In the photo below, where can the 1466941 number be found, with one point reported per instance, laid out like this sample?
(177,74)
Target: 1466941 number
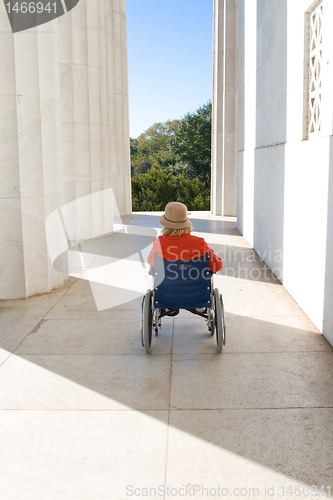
(31,7)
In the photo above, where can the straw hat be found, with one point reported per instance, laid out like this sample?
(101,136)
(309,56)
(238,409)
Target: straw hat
(175,216)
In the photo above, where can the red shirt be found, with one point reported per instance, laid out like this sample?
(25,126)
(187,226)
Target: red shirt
(184,247)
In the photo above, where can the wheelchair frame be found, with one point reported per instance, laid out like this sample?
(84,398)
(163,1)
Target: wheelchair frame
(151,317)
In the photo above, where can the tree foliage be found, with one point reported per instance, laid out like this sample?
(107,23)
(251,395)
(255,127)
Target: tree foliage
(151,144)
(154,189)
(171,162)
(189,148)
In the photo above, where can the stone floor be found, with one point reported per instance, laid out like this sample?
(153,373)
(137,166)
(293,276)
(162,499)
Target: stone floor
(86,414)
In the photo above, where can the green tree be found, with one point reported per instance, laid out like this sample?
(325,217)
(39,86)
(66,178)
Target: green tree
(154,189)
(150,144)
(189,148)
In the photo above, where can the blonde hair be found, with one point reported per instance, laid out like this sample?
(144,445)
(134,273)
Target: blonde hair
(168,231)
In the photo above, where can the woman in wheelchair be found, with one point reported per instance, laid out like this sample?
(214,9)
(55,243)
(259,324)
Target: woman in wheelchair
(182,265)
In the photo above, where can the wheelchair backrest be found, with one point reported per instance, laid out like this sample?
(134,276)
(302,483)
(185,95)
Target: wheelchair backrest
(182,284)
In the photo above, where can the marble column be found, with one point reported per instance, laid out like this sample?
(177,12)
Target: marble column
(95,125)
(64,139)
(225,104)
(31,185)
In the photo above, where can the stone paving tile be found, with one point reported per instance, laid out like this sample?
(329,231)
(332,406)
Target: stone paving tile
(252,380)
(250,449)
(15,324)
(84,412)
(65,382)
(117,336)
(279,334)
(80,454)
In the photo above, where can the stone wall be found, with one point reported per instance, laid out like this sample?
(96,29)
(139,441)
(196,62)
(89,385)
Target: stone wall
(284,172)
(64,136)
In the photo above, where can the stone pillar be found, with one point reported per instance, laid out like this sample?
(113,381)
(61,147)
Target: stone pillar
(64,139)
(30,157)
(225,104)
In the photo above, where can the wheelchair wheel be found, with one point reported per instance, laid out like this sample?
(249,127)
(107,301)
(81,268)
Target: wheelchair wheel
(211,322)
(223,319)
(147,321)
(219,322)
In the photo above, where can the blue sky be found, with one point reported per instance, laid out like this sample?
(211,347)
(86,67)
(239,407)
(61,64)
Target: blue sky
(169,59)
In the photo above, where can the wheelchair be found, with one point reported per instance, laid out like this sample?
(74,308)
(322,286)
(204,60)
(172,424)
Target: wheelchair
(182,284)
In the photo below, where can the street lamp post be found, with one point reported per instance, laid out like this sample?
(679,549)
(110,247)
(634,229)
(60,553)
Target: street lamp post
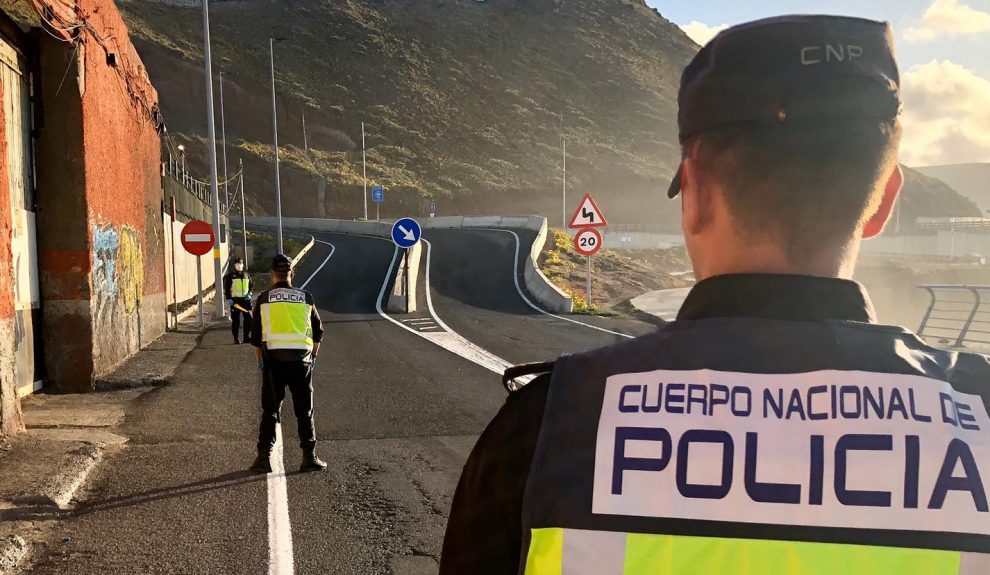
(364,170)
(214,189)
(182,154)
(223,145)
(278,184)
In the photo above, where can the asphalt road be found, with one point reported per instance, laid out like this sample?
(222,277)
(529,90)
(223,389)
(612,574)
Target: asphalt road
(474,293)
(396,415)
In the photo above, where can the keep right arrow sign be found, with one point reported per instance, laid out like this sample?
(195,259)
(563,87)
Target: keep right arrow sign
(588,215)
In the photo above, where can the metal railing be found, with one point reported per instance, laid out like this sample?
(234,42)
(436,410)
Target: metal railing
(175,167)
(957,315)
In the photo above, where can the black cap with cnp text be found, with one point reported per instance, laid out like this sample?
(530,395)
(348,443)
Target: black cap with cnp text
(787,70)
(281,264)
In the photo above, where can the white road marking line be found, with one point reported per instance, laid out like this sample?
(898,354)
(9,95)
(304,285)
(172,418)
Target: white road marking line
(448,339)
(522,293)
(280,558)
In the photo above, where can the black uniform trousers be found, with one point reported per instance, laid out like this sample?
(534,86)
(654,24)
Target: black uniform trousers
(298,377)
(236,315)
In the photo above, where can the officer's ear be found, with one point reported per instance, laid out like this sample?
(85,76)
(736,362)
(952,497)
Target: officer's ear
(878,220)
(696,198)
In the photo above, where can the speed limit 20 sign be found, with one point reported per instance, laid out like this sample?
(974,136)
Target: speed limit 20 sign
(588,241)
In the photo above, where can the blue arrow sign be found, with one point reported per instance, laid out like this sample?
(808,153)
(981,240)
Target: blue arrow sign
(406,232)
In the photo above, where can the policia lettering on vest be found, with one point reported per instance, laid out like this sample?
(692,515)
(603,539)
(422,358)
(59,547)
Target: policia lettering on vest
(286,337)
(775,427)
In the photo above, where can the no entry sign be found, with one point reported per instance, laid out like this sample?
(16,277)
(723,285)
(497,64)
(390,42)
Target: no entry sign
(197,237)
(588,241)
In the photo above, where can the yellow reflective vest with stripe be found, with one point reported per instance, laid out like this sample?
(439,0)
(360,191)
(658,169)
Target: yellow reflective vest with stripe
(852,449)
(288,322)
(240,288)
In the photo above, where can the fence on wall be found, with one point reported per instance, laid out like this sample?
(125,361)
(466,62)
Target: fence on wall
(187,199)
(958,315)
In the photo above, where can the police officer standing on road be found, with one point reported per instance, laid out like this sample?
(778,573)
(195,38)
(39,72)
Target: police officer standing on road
(237,290)
(286,337)
(773,428)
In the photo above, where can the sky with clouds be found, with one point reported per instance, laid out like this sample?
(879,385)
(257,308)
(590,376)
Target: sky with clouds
(943,47)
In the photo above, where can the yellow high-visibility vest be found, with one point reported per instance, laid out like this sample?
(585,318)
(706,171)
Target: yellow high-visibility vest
(240,288)
(569,551)
(286,325)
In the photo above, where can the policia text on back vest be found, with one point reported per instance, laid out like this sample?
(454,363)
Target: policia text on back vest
(763,446)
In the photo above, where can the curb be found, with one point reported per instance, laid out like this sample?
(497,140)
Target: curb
(60,490)
(13,549)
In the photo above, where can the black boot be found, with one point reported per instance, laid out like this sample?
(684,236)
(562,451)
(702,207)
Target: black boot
(262,463)
(311,462)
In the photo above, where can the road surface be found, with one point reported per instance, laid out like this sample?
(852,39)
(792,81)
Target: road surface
(397,415)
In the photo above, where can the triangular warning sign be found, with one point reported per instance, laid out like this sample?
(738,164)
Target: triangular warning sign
(588,215)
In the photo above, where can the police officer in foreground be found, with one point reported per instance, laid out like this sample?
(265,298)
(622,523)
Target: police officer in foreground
(286,337)
(237,289)
(774,427)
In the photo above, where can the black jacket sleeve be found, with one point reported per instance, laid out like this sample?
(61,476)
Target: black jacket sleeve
(484,530)
(256,321)
(314,319)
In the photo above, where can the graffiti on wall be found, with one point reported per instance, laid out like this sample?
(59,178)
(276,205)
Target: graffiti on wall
(118,270)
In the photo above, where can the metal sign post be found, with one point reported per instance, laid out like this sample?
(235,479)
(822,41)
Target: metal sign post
(199,291)
(198,239)
(588,287)
(588,240)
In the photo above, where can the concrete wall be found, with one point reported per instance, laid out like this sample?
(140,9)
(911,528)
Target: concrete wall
(101,237)
(547,294)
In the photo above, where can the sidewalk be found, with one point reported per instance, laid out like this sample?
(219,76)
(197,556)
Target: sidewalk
(67,436)
(663,304)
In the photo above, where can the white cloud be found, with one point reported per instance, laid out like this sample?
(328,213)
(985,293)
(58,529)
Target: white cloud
(701,32)
(946,115)
(948,18)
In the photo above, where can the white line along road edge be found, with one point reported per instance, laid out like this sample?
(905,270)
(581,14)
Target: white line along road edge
(280,559)
(522,294)
(447,339)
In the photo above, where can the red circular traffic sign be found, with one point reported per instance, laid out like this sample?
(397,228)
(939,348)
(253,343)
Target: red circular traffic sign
(588,241)
(197,237)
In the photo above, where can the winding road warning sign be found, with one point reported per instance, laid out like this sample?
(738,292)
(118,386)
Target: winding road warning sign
(588,215)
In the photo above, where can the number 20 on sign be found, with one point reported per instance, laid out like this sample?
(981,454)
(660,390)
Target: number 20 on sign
(588,241)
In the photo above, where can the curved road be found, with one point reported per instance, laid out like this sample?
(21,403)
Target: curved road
(474,292)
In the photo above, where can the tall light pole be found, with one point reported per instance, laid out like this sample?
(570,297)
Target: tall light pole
(563,208)
(364,170)
(223,137)
(240,164)
(278,183)
(214,190)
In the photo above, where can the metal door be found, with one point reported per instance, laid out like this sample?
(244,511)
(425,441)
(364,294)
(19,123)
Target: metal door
(18,118)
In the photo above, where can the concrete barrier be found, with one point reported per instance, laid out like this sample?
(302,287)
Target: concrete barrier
(403,296)
(543,290)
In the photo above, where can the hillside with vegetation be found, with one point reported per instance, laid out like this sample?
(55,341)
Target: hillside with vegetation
(465,103)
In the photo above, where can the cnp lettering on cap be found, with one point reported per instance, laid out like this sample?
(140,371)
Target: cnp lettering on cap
(813,449)
(811,55)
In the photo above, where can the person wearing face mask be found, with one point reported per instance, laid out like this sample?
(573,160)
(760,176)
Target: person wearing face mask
(237,289)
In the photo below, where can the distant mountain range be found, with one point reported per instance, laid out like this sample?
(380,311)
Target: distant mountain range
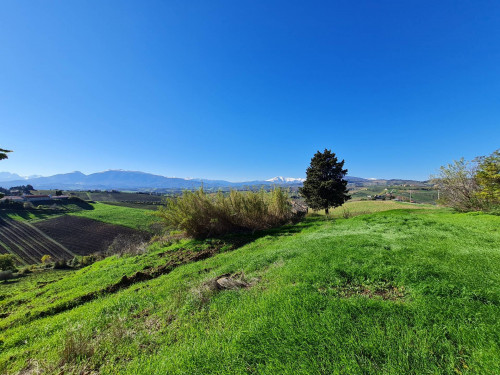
(133,180)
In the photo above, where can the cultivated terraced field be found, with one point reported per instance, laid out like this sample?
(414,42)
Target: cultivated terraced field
(81,235)
(28,243)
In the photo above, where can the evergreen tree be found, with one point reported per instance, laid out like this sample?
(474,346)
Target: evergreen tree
(3,153)
(325,185)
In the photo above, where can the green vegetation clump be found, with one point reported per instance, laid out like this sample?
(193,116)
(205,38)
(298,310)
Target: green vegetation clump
(395,292)
(471,185)
(325,185)
(203,215)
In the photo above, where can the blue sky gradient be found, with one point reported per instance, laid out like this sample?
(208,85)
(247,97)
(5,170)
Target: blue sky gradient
(244,90)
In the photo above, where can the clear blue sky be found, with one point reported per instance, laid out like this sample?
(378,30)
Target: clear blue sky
(243,90)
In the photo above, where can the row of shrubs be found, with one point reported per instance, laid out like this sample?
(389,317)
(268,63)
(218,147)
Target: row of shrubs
(200,214)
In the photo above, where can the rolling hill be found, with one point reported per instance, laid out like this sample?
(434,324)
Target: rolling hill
(134,180)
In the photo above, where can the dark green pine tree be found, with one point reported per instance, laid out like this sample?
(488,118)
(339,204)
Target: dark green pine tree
(325,185)
(3,153)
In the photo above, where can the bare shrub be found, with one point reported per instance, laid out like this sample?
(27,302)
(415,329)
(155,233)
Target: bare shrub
(203,215)
(126,244)
(346,214)
(6,275)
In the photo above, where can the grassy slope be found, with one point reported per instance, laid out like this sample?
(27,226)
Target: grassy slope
(354,208)
(311,310)
(130,217)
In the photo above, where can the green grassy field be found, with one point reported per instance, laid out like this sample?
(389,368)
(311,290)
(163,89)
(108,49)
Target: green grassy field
(355,208)
(397,292)
(136,218)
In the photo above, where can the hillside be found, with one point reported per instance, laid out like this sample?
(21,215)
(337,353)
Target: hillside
(395,292)
(141,181)
(68,230)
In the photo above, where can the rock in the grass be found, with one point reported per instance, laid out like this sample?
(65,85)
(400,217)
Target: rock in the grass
(231,284)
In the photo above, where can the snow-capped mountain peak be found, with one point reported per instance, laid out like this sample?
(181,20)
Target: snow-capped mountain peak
(281,179)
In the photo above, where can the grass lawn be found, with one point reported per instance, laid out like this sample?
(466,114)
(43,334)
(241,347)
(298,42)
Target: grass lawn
(130,217)
(398,292)
(354,208)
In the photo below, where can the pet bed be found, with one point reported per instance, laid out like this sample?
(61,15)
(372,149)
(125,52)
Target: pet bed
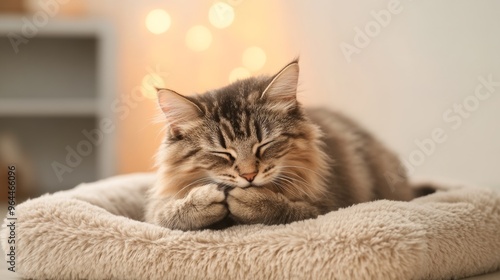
(95,231)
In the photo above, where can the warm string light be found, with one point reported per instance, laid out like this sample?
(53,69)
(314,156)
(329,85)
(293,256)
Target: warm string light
(199,38)
(221,15)
(158,21)
(150,83)
(253,58)
(238,73)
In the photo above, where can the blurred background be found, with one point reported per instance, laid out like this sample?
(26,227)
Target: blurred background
(77,77)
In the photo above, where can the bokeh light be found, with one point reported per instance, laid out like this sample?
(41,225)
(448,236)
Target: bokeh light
(198,38)
(238,73)
(158,21)
(221,14)
(149,84)
(254,58)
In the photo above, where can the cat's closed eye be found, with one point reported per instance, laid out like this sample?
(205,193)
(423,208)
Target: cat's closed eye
(226,155)
(261,148)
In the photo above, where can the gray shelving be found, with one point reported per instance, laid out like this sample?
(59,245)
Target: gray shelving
(55,90)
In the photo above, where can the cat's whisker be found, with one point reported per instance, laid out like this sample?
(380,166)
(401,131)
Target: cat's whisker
(308,169)
(304,181)
(292,186)
(204,179)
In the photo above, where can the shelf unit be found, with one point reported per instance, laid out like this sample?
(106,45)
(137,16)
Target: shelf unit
(58,85)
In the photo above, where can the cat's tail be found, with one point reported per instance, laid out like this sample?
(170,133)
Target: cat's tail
(423,189)
(427,187)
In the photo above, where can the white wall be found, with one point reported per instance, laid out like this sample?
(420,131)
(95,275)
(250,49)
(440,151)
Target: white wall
(427,58)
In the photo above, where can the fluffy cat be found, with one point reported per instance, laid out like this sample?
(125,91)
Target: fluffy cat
(249,153)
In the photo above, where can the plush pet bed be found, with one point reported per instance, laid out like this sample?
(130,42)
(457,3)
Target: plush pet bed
(95,231)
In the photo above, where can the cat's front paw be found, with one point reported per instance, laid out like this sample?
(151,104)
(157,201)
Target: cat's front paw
(255,205)
(204,206)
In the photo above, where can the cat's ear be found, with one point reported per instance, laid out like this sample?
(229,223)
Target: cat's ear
(179,111)
(283,86)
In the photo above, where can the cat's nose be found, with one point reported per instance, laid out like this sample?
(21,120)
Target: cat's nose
(249,176)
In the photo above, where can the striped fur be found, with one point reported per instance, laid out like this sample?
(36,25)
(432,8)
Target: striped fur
(249,153)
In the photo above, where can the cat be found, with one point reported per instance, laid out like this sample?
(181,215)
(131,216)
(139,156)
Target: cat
(250,153)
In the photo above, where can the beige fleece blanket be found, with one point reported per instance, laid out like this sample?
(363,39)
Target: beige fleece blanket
(95,232)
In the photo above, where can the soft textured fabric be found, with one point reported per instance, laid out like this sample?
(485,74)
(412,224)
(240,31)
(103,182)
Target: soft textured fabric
(95,231)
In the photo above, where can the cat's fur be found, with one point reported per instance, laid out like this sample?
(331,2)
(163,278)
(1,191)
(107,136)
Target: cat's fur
(249,153)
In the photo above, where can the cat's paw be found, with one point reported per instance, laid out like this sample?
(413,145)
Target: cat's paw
(254,205)
(204,206)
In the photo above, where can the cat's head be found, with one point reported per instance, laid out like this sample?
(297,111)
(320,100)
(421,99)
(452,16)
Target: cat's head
(251,132)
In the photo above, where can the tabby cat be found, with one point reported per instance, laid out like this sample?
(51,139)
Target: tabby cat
(250,153)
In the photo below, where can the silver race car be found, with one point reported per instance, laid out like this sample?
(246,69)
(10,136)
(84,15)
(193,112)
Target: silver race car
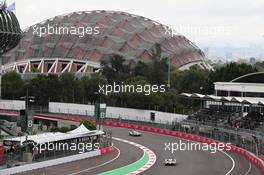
(134,133)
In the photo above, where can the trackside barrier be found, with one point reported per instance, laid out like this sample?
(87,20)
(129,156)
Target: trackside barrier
(250,156)
(44,164)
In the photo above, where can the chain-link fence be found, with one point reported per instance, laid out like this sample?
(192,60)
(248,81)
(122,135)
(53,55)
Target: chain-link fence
(249,140)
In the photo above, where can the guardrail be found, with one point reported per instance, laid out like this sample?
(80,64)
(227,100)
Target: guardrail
(52,162)
(250,156)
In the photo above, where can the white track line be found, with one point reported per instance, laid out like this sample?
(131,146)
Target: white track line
(105,163)
(152,155)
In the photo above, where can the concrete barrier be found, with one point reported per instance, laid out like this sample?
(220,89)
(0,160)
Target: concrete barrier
(43,164)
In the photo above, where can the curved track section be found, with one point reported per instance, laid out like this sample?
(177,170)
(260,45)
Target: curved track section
(188,162)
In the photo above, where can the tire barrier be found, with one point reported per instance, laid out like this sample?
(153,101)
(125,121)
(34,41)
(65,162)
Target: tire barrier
(250,156)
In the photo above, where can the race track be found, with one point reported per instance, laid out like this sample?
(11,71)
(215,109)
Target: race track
(188,162)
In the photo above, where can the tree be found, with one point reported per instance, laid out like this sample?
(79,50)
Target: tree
(90,85)
(68,89)
(228,72)
(89,125)
(191,81)
(114,68)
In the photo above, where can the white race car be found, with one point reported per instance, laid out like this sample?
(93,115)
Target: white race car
(134,133)
(170,162)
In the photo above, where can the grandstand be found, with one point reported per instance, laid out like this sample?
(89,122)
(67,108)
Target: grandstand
(128,35)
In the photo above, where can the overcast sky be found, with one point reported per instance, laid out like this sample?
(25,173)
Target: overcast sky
(235,23)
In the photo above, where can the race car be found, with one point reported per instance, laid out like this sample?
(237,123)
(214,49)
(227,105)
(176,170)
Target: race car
(134,133)
(170,162)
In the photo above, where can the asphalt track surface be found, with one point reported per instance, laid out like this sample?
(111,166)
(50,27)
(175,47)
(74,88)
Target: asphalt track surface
(188,162)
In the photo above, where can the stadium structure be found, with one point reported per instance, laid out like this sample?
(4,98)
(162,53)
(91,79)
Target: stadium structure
(55,46)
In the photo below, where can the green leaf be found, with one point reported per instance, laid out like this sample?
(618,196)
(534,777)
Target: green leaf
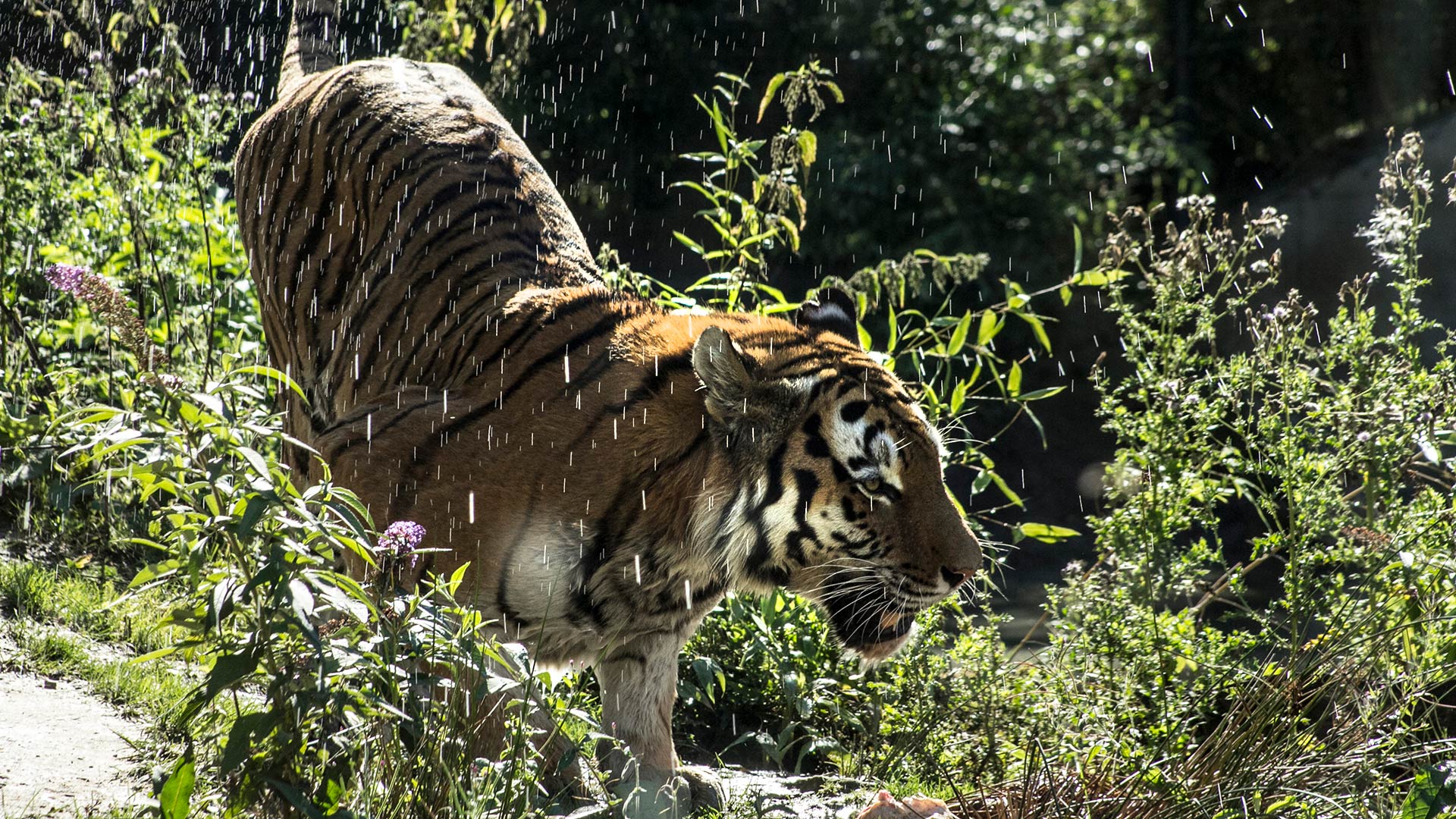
(275,375)
(1001,484)
(808,148)
(177,793)
(767,95)
(692,245)
(959,335)
(456,577)
(240,741)
(1040,394)
(1037,328)
(1433,793)
(1046,534)
(959,397)
(989,327)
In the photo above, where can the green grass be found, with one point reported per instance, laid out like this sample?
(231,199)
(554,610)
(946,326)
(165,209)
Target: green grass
(72,626)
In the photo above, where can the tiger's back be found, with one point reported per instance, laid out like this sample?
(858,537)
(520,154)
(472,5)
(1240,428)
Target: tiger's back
(388,206)
(606,468)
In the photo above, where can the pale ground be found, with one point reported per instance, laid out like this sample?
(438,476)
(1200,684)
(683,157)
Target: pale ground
(63,752)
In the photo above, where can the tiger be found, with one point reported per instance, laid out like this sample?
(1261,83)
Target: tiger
(606,468)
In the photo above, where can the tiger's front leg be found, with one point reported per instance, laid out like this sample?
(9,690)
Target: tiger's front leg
(638,689)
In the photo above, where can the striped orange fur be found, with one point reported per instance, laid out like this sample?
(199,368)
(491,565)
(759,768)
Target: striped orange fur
(606,468)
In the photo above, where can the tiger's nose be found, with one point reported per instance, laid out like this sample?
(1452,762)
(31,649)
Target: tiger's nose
(956,576)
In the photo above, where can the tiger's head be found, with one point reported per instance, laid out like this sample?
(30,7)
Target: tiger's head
(840,490)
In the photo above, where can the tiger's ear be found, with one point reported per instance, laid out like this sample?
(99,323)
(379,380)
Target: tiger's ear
(724,371)
(832,311)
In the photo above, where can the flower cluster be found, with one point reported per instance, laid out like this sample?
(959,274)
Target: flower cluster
(112,308)
(400,539)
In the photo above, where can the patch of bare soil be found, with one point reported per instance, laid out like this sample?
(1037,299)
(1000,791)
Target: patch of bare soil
(61,751)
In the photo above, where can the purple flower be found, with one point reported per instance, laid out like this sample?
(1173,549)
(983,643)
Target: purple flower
(67,278)
(112,308)
(402,538)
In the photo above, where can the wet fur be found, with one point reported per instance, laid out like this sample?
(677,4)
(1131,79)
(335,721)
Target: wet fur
(607,469)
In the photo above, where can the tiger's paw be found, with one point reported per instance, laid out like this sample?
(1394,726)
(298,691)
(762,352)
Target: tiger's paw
(689,792)
(704,786)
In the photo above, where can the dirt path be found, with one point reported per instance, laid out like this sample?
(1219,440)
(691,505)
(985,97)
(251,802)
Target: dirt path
(61,751)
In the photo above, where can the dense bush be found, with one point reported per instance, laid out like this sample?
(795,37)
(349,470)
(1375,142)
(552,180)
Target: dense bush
(1299,668)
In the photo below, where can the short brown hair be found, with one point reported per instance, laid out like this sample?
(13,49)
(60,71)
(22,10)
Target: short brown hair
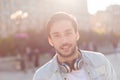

## The exercise
State how many lines of the items above contain the word "head", with case counting, and give only the number.

## The answer
4